_INSTRUCTIONS TO FOLLOW_
The span to be transcribed begins with the line that contains "Localize each supply" and ends with the last line of the listing; copy it exactly and include nothing else.

_DATASET RECORDS_
──────────────────────────────

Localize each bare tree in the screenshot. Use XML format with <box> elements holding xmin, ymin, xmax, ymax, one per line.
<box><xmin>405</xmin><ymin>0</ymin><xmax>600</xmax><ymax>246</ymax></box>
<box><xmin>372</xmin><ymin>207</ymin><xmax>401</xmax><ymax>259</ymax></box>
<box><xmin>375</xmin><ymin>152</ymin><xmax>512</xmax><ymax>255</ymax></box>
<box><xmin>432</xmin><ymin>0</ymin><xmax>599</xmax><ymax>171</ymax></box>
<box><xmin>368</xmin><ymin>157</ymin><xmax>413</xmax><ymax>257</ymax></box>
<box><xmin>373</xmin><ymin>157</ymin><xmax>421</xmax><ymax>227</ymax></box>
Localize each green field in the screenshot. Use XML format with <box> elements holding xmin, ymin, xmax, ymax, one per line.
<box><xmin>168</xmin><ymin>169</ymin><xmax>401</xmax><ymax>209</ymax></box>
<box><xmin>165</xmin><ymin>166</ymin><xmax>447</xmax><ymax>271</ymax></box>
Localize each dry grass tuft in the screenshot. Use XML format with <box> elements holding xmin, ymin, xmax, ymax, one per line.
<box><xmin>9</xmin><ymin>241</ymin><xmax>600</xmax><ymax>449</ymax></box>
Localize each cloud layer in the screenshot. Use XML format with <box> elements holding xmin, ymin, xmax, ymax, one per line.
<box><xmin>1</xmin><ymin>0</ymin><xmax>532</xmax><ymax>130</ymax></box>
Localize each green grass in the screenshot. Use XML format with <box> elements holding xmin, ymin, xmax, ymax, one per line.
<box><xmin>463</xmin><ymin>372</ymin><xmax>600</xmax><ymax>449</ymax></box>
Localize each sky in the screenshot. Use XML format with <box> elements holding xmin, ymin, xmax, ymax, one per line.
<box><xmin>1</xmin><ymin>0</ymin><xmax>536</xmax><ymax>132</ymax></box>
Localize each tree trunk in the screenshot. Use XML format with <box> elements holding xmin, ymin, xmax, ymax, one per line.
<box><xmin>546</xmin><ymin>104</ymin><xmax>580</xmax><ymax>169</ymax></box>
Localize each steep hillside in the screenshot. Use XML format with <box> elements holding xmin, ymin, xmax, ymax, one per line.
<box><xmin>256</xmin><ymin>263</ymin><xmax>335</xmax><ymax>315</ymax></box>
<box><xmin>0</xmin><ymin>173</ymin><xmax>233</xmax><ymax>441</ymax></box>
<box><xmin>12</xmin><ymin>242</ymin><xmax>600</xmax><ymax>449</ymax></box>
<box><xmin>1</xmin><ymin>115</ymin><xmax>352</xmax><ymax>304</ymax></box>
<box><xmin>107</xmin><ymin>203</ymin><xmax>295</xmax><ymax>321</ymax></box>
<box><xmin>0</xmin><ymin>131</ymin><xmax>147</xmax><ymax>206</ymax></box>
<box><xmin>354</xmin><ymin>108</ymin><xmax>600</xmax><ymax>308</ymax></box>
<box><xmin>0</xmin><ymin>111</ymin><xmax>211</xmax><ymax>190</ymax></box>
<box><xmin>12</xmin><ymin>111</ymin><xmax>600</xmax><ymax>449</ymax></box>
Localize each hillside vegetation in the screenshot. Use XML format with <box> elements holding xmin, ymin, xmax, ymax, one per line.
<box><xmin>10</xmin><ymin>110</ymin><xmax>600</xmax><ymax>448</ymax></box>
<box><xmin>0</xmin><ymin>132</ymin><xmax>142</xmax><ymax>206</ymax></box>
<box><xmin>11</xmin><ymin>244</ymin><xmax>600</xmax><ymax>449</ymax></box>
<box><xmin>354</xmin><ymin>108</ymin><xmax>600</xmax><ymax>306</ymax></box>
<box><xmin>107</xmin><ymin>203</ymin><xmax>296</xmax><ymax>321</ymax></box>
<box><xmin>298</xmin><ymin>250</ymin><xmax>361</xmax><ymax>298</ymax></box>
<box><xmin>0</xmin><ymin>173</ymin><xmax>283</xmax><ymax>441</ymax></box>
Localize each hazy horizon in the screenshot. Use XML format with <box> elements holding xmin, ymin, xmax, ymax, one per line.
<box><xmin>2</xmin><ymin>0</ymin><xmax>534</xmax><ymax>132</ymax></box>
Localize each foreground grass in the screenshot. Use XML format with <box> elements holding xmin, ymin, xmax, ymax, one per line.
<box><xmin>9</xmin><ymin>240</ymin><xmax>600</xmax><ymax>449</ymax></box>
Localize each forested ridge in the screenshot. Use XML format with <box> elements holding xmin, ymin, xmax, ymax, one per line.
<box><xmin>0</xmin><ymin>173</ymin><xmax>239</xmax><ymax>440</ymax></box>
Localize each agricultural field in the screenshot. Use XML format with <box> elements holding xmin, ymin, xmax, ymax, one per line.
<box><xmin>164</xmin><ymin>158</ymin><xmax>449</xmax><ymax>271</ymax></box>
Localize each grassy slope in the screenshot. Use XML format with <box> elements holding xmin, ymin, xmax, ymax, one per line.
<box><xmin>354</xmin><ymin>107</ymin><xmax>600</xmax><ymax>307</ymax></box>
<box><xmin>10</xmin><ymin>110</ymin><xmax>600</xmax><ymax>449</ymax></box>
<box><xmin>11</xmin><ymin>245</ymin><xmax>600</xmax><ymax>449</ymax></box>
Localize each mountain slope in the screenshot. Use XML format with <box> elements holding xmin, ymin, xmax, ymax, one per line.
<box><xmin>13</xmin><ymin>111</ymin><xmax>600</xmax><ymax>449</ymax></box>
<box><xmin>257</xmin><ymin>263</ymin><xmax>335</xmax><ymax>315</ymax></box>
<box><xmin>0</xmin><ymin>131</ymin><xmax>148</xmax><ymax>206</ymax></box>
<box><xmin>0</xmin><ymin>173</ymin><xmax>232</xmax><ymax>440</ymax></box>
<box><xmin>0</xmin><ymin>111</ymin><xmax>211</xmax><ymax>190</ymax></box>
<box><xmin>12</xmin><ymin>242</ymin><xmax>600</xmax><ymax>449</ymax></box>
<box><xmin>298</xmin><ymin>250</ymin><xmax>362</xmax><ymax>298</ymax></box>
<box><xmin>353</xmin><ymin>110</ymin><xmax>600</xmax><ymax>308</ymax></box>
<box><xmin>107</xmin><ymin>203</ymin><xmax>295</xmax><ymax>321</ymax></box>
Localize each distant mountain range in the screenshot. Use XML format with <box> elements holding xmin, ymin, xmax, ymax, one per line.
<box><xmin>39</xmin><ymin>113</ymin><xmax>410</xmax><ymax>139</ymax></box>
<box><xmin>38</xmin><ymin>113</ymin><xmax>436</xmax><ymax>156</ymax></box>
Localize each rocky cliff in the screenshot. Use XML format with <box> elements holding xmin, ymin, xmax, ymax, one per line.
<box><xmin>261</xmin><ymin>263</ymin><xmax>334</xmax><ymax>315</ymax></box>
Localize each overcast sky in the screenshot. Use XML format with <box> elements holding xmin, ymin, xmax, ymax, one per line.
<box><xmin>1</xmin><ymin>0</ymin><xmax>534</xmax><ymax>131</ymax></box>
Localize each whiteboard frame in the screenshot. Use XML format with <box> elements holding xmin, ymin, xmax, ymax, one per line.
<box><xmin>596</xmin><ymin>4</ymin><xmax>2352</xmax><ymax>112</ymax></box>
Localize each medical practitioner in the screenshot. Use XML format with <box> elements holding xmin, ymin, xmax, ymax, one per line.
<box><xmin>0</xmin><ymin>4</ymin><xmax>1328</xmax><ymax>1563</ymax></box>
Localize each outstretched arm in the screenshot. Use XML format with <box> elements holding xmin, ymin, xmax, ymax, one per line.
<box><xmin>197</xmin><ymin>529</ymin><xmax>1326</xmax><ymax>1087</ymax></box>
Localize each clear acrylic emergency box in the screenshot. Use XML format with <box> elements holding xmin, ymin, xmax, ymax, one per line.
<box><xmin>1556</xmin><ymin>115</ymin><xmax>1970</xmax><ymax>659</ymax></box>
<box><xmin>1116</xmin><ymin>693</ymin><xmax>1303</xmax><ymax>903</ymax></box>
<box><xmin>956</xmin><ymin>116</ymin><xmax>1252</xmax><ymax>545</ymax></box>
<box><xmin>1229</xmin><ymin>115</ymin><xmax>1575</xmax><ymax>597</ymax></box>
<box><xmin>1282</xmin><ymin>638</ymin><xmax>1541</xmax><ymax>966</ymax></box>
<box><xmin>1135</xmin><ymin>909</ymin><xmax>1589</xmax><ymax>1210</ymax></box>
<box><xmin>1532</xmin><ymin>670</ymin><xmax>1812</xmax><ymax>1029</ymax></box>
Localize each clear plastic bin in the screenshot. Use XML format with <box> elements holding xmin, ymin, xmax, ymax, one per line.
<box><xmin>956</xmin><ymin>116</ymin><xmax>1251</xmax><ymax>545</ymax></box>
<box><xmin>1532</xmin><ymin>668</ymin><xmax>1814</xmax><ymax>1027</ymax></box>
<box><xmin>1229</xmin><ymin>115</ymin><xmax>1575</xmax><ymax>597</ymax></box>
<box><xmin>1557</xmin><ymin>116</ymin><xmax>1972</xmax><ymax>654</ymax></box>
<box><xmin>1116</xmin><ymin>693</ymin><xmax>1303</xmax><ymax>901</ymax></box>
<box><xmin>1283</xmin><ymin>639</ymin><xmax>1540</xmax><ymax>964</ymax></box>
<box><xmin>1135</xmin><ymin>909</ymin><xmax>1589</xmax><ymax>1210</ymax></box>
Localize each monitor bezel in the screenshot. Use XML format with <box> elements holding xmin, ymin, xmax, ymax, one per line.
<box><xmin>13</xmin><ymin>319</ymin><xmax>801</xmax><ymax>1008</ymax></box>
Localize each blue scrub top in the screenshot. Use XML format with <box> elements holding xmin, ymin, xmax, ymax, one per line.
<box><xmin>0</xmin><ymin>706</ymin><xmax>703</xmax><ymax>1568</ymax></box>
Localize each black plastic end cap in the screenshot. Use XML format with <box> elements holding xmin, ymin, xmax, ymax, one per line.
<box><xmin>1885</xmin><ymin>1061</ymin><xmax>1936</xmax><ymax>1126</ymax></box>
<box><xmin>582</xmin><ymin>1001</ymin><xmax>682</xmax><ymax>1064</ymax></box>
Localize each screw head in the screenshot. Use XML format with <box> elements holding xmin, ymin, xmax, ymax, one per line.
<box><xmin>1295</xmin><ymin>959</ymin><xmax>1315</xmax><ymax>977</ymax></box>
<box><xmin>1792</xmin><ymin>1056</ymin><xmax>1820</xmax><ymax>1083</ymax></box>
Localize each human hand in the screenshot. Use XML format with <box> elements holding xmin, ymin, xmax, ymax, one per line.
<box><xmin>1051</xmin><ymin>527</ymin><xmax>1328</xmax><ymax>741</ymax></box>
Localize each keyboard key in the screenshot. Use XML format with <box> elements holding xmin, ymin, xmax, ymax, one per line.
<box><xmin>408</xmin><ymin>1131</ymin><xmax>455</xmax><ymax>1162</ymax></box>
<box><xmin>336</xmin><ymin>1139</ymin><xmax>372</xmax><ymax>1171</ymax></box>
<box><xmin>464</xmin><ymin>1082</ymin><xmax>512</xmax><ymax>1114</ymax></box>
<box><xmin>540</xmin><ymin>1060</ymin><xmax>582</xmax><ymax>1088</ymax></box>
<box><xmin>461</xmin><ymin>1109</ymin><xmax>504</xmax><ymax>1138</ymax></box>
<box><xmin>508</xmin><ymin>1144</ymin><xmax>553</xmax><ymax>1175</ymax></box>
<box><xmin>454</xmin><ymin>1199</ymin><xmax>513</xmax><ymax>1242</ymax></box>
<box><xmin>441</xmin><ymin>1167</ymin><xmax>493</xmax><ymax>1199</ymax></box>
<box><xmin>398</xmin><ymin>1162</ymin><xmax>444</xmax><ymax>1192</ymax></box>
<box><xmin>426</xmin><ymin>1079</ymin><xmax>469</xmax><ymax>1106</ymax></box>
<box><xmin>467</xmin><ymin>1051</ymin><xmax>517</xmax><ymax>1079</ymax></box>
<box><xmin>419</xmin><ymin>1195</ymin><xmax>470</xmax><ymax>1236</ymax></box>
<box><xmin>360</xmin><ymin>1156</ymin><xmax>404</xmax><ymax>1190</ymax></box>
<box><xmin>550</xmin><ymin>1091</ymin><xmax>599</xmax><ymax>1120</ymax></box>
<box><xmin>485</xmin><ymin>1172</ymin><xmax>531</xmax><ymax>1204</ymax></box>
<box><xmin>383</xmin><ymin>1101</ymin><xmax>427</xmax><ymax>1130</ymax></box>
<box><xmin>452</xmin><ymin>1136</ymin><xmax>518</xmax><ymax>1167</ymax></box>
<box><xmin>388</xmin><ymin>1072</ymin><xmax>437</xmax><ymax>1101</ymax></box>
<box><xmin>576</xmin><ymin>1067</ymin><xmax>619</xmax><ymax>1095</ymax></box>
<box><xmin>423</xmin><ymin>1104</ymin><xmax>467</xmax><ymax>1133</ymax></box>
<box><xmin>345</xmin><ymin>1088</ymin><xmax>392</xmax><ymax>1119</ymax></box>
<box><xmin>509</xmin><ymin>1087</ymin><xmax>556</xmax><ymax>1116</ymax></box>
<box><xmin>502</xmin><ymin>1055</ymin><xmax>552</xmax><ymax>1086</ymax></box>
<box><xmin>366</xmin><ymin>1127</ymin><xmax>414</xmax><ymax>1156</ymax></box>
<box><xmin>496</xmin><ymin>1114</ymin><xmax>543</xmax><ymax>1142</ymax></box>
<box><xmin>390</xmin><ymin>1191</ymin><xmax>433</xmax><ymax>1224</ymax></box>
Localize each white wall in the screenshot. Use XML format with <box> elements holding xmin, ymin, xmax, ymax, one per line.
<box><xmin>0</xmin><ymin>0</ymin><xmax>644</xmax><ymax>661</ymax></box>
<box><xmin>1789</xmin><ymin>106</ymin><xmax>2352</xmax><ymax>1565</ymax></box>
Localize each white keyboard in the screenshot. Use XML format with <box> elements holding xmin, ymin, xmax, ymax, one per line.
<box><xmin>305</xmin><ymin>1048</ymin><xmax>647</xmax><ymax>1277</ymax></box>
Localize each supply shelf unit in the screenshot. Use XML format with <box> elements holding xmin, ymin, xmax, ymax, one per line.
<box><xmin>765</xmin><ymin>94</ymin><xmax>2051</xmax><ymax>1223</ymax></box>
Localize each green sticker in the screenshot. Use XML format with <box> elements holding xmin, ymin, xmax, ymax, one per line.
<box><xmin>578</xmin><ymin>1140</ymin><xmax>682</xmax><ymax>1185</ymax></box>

──────────────────────────────

_WRITTEN ANSWER_
Localize each supply shelf unit in the screenshot. Use XML format with <box> elements holding xmin, ymin, xmax, ymax, one per line.
<box><xmin>765</xmin><ymin>94</ymin><xmax>2051</xmax><ymax>1223</ymax></box>
Localize each green sticker in the screenshot. Use XML format with <box> elements holding xmin, ymin, xmax, ymax, one per line.
<box><xmin>578</xmin><ymin>1140</ymin><xmax>682</xmax><ymax>1185</ymax></box>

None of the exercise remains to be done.